▸ DESCRIPTION OF THE TASK:
Where a line has odd spacing or punctuation, keep it; transcribe all the entries exactly.

▸ DATA RECORDS:

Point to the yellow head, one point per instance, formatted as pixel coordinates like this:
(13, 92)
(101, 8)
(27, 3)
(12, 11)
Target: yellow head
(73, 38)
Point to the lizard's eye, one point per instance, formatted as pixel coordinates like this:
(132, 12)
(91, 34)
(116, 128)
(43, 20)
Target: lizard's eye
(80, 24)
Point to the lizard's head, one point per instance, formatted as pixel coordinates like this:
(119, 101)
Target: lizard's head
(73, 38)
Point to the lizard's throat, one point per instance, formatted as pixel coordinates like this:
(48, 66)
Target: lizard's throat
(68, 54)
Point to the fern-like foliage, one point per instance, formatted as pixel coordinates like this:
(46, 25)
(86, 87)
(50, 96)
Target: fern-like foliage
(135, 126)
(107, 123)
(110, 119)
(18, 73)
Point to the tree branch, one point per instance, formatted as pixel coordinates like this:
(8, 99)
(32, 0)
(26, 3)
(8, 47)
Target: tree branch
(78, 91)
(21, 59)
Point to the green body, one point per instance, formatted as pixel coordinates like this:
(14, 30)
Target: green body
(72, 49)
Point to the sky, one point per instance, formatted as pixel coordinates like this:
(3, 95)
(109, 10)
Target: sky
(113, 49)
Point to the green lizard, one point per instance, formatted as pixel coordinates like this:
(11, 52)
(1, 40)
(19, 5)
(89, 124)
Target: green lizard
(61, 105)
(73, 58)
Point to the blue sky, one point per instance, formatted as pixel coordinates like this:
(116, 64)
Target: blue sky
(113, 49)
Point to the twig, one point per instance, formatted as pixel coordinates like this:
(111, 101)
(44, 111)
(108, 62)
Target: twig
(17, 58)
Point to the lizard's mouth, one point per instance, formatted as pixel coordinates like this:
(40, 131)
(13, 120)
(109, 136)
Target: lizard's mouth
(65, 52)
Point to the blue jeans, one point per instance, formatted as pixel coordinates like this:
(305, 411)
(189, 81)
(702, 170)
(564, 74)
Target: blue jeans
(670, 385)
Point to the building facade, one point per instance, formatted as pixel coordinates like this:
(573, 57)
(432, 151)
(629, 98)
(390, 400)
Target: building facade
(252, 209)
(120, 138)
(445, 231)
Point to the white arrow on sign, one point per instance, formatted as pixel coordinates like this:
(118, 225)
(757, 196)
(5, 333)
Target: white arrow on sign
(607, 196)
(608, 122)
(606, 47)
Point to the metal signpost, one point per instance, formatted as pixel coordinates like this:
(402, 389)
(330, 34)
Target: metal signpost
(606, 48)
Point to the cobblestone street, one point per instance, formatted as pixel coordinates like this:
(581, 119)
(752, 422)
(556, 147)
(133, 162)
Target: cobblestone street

▸ FINAL ANSWER:
Point to the yellow head, one point per instance, formatted as pixel coordinates like this:
(13, 92)
(101, 8)
(27, 3)
(12, 11)
Target: yellow head
(73, 38)
Point to the lizard's eye, one point per instance, formatted as pixel coordinates like this:
(132, 12)
(91, 34)
(116, 128)
(43, 20)
Target: lizard's eye
(80, 24)
Point to the lizard's head, one point per instance, formatted as pixel coordinates like this:
(119, 101)
Target: lizard's head
(73, 38)
Point to the lizard's throat, one point per instance, formatted as pixel coordinates like this:
(48, 66)
Target: lizard's throat
(68, 54)
Point to the fern-like foliage, one point per instance, formatted as pixel coordinates like this:
(46, 25)
(86, 87)
(50, 96)
Target: fern-like foliage
(135, 126)
(107, 123)
(110, 119)
(18, 73)
Point to the tree branch, one point per instance, formatted as pixel coordinates like this:
(8, 99)
(32, 0)
(26, 3)
(8, 47)
Target: tree branch
(78, 91)
(21, 59)
Point to the green body, one point per instance, formatted as pixel coordinates like this:
(14, 30)
Target: green body
(72, 49)
Point to the sky, one point per instance, formatted as pixel coordinates like this:
(3, 95)
(109, 10)
Target: sky
(113, 49)
Point to the green lizard, one point per instance, formatted as pixel coordinates like this:
(11, 52)
(1, 40)
(19, 5)
(89, 124)
Target: green lizard
(61, 105)
(73, 58)
Point to the blue sky, one point per instance, formatted as pixel coordinates like this:
(116, 64)
Target: blue sky
(113, 49)
Point to the twig, one point per instance, formatted as pixel coordinates like this:
(111, 101)
(44, 111)
(108, 62)
Target: twig
(17, 58)
Point to the lizard's mouth, one point per instance, formatted as pixel coordinates like this:
(40, 131)
(13, 120)
(109, 136)
Target: lizard's mouth
(65, 52)
Point to the blue jeans, one point per instance, formatted as pixel coordinates like this:
(305, 411)
(189, 81)
(702, 170)
(564, 74)
Target: blue jeans
(670, 385)
Point to the building facade, one point per instance, formatted as pixel coordinates like this:
(573, 57)
(432, 151)
(629, 98)
(390, 400)
Target: building facade
(252, 209)
(120, 138)
(445, 231)
Point to the white arrow on sign, one point per instance, formatted as pixel coordinates like this:
(118, 225)
(757, 196)
(5, 333)
Target: white arrow on sign
(607, 196)
(608, 122)
(606, 47)
Point to the metal signpost, one point per instance, formatted as pixel coordinates like this:
(402, 389)
(330, 34)
Target: metal signpost
(606, 48)
Point to the cobblestone street, one point per instance, formatted as pixel coordinates like this:
(581, 119)
(752, 422)
(556, 147)
(133, 162)
Target: cobblestone street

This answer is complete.